▸ Directions for this task:
In the blog post below, repeat word for word the part that begins at the words "Along the shore, I" and stops after the words "be like one.".

The view upstream was almost too much for me and it wasn’t long before we had wandered upriver over the tumble of rocks. We could have gone on like that for hours but that I had hopes of reaching my friends’ cabin before dark.

Along the shore, I spotted this Eastern White Cedar, appearing to beckoning from the forest’s edge. In this place, it’s not difficult to imagine that there must be forest spirits, and perhaps even the trickster, Nanabozho calling me into the woods.

I did venture a few paces along the woodland trail and soon discovered a wonderful knot of cedar roots joining two trees growing upon the rock. I’m not sure if Nanabozho intended this to be a lesson or message for me, but perhaps I will take it as such — that two beings can have lives that are so interwoven as to be like one.

Written by bev on October 17th, 2008

Tagged with ,

lake superior   9 comments

Posted at 10:06 am in Uncategorized

Note: I’ve moved this blog to a new location as it suddenly started to have problems with navigation and the comment feature (comments no longer displaying). Please visit the new location to read this and more recent posts. Sorry for the inconvenience. – Bev

Last Friday, I arrived at the shores of Lake Superior — to be more specific, at Batchawana Bay which lies on the eastern shore. Approaching the shore, I was immediately struck by the sound of the waves and was reminded of the Atlantic Ocean lapping the beaches of the Bay of Fundy in Nova Scotia. It was comforting and I loitered awhile, walking the lonely shore with Sabrina. The drift was different than one might find out east — a beaver-chewed birch log — but the feel was similar. That Superior should seem so much like the Atlantic isn’t surprising. It’s an immense body of water. According to this page of Lake Superior facts, it is about 350 miles (563 km) in length and 160 miles (257 km) in width, and the deepest point … (about 40 miles north of Munising, Michigan) is 1,300 feet (400 meters) below the surface. It’s the world’s largest freshwater lake, the surface area being 31,700 square miles or 82,170 square kilometers, and it holds about 10 percent of all of the world’s fresh surface water.

▸ Supplied entries:
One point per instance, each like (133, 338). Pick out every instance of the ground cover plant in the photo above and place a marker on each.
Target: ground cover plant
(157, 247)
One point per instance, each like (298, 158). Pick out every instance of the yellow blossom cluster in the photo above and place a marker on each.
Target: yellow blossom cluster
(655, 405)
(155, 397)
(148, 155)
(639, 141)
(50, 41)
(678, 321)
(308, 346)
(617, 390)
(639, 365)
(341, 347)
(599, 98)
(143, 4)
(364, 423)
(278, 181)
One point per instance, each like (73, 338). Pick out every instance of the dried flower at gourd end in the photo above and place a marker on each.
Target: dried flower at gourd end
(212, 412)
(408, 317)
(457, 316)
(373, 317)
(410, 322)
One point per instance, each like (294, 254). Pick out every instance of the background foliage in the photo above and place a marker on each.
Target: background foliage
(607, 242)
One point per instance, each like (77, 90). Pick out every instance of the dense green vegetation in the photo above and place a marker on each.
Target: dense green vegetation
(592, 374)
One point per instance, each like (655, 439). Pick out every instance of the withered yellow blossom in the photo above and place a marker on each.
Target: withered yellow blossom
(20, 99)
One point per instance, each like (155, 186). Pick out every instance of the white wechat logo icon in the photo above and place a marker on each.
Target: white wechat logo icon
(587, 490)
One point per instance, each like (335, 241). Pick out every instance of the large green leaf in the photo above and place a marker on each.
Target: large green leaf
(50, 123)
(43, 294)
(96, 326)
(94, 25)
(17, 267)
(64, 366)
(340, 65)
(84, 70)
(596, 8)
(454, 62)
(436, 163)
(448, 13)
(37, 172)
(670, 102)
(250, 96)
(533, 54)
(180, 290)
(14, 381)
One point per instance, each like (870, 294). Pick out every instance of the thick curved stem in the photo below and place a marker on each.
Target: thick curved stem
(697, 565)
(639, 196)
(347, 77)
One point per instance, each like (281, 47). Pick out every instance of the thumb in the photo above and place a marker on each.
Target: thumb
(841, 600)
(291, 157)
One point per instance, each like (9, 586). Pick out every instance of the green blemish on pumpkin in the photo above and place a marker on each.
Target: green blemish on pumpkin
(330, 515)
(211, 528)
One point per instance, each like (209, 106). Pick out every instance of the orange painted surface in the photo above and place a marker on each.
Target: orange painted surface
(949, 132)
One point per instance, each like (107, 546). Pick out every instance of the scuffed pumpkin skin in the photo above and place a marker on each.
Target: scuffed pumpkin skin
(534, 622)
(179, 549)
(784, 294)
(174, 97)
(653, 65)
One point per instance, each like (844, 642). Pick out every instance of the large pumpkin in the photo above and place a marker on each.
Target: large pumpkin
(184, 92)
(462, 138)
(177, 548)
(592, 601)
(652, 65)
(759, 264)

▸ Response for this exercise:
Along the shore, I spotted this Eastern White Cedar, appearing to beckoning from the forest’s edge. In this place, it’s not difficult to imagine that there must be forest spirits, and perhaps even the trickster, Nanabozho calling me into the woods.

I did venture a few paces along the woodland trail and soon discovered a wonderful knot of cedar roots joining two trees growing upon the rock. I’m not sure if Nanabozho intended this to be a lesson or message for me, but perhaps I will take it as such — that two beings can have lives that are so interwoven as to be like one.